>> begin Material to process

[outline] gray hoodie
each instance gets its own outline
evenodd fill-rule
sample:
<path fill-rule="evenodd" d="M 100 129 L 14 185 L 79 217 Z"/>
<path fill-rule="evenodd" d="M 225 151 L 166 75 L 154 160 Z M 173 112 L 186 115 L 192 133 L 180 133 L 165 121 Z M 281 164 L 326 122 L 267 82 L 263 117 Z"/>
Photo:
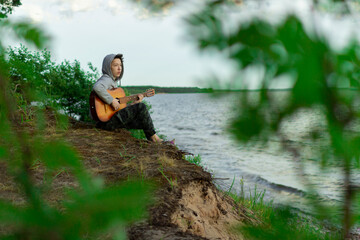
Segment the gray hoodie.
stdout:
<path fill-rule="evenodd" d="M 111 72 L 111 62 L 115 58 L 121 59 L 122 71 L 120 77 L 118 78 L 114 78 Z M 122 54 L 107 55 L 103 60 L 102 73 L 103 75 L 94 84 L 93 90 L 96 92 L 99 98 L 101 98 L 105 103 L 111 104 L 113 101 L 113 97 L 106 90 L 116 88 L 118 81 L 120 81 L 122 76 L 124 75 L 123 55 Z"/>

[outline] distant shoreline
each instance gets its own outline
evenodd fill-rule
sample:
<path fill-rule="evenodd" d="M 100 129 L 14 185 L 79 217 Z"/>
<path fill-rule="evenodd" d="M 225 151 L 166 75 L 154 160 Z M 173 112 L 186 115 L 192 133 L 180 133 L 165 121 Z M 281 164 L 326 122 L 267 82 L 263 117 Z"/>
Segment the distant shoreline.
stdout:
<path fill-rule="evenodd" d="M 213 89 L 199 87 L 159 87 L 159 86 L 122 86 L 130 94 L 145 92 L 147 89 L 155 89 L 157 94 L 164 93 L 227 93 L 227 92 L 260 92 L 263 89 Z M 333 88 L 334 90 L 358 91 L 357 88 Z M 291 91 L 291 88 L 267 89 L 267 91 Z"/>

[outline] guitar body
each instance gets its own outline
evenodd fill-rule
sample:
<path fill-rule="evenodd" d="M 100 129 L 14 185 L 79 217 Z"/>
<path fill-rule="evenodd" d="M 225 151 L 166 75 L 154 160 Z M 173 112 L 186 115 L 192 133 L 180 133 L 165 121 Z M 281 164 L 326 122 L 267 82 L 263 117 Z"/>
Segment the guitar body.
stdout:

>> end Material to process

Challenge —
Duplicate the items verbatim, everything from the line containing "[outline] distant shoreline" down to the end of the items, both ends included.

Response to this task —
[outline] distant shoreline
each instance gets its own outline
evenodd fill-rule
sample:
<path fill-rule="evenodd" d="M 100 129 L 14 185 L 79 217 Z"/>
<path fill-rule="evenodd" d="M 225 151 L 166 75 L 154 160 Z M 173 112 L 186 115 L 192 133 L 180 133 L 165 121 Z M 281 164 L 326 122 L 267 82 L 263 117 Z"/>
Segment the distant shoreline.
stdout:
<path fill-rule="evenodd" d="M 213 89 L 199 87 L 159 87 L 159 86 L 122 86 L 130 94 L 145 92 L 147 89 L 155 89 L 157 94 L 164 93 L 227 93 L 227 92 L 260 92 L 263 89 Z M 333 88 L 334 90 L 358 91 L 357 88 Z M 291 91 L 291 88 L 267 89 L 267 91 Z"/>

[outline] guitar body
each instance gets its own outline
evenodd fill-rule
sample:
<path fill-rule="evenodd" d="M 100 129 L 14 185 L 79 217 Z"/>
<path fill-rule="evenodd" d="M 225 151 L 166 75 L 154 160 Z M 173 112 L 186 115 L 192 133 L 180 133 L 165 121 Z M 281 164 L 326 122 L 267 82 L 263 117 Z"/>
Segment the guitar body.
stdout:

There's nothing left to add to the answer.